*Extrait de page*.
════════

Pendant plus d’un siècle, jusqu’aux années 1970, l’Assistance publique a placé des centaines de milliers d’enfants abandonnés ou orphelins dans le Morvan. Ils étaient si nombreux qu’on les désignait par leur ville d'origine : Les Petits Paris.
L'histoire des pupilles du Morvan est méconnue, elle a longtemps été honteuse. Dans ce documentaire, Frédérique Lantieri nous emmène à la rencontre des "Petits Paris".
Depuis un décret napoléonien, les enfants abandonnés étaient obligatoirement placés à la campagne, chez des cultivateurs ou des artisans. Si d’autres régions ont accueillies des pupilles de l’Assistance publique, aucune n’en a reçue autant et aussi longtemps. Dans le Morvan, on parle même "d’industrie nourricière" !
Pas un village, pas un hameau, pas une maison qui n’ait pu compter sur la pension versée par l’Assistance et sur le travail des Petits Paris.
De tout temps les Morvandiaux n'ont pas hésité à se déplacer pour acquérir des revenus complémentaires à ceux de leurs terres. Au début du 16ᵉ siècle, c’est la grande époque des flotteurs de bois qui apportent le bois de chauffage à Paris par voie d’eau et des galvachers (voituriers ou charretiers paysans). Des activités qui relient le Morvan à la ville de Paris.
Le Morvan, terre nourricière
A cette époque, les grandes bourgeoises parisiennes, ne "s’abaissent" pas à allaiter leur nourrisson. Elles accueillent donc à leur domicile des nourrices issues du Morvan, cette région bien connue des parisiens avec qui ils font des affaires. Au sein des familles morvandelles, il y a toute une génération absente (les mères nourrices à Paris, les pères sur les routes ou au flottage). L’accueil des enfants de l’Assistance apporte donc une main-d’œuvre nécessaire pour faire tourner les fermes désertées par les parents.

════════

*Données fournies*.
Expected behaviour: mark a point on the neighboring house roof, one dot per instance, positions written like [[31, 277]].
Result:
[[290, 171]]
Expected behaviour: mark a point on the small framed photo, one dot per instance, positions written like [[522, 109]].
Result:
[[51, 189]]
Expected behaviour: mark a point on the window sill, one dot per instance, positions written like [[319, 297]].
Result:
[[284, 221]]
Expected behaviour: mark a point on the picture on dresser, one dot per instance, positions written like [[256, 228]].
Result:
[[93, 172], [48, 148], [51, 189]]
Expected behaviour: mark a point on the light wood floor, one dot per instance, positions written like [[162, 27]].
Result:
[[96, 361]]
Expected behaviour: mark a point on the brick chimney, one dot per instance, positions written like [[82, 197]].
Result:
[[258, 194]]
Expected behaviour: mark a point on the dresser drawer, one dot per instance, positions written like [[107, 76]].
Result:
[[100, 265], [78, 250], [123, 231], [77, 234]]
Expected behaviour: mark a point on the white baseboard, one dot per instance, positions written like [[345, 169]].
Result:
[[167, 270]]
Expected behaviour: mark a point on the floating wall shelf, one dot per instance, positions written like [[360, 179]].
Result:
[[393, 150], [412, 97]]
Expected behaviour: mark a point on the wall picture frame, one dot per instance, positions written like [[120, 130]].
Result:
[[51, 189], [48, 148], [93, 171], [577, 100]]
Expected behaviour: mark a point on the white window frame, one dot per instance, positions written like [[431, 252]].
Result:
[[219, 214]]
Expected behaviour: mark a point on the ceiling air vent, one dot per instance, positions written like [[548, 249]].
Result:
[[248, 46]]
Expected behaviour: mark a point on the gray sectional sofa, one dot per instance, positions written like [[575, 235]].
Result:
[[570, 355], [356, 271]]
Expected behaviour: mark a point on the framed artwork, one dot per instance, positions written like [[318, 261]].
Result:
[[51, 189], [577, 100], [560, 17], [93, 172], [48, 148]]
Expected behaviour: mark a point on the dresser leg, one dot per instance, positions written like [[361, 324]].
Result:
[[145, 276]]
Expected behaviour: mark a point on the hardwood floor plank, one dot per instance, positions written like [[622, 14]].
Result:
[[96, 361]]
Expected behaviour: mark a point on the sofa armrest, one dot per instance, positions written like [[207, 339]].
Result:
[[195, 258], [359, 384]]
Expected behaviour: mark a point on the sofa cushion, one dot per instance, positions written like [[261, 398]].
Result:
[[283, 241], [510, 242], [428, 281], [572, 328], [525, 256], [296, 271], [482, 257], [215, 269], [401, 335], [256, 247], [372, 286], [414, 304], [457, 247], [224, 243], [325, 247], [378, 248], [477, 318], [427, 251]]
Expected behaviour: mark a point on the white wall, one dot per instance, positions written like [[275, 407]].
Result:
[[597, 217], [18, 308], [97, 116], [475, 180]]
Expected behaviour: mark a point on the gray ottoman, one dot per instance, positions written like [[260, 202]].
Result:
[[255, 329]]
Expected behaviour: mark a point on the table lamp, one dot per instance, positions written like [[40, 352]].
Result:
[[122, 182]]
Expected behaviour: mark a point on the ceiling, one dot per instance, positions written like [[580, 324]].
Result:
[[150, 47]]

════════

*Consignes*.
- 1) D'après l'extrait sur les Petits Paris, jusqu'à quelle décennie l'Assistance publique a-t-elle placé des enfants dans le Morvan ?
- 2) Recopiez mot pour mot le passage de l'extrait sur les Petits Paris qui va de « Pendant plus d’un » jusqu'à « des Petits Paris. ».
Les données n'ont aucun rôle dans ce travail.

*Corrigé*.
- 1) Jusqu'aux années 1970.

- 2)
Pendant plus d’un siècle, jusqu’aux années 1970, l’Assistance publique a placé des centaines de milliers d’enfants abandonnés ou orphelins dans le Morvan. Ils étaient si nombreux qu’on les désignait par leur ville d'origine : Les Petits Paris.
L'histoire des pupilles du Morvan est méconnue, elle a longtemps été honteuse. Dans ce documentaire, Frédérique Lantieri nous emmène à la rencontre des "Petits Paris".
Depuis un décret napoléonien, les enfants abandonnés étaient obligatoirement placés à la campagne, chez des cultivateurs ou des artisans. Si d’autres régions ont accueillies des pupilles de l’Assistance publique, aucune n’en a reçue autant et aussi longtemps. Dans le Morvan, on parle même "d’industrie nourricière" !
Pas un village, pas un hameau, pas une maison qui n’ait pu compter sur la pension versée par l’Assistance et sur le travail des Petits Paris.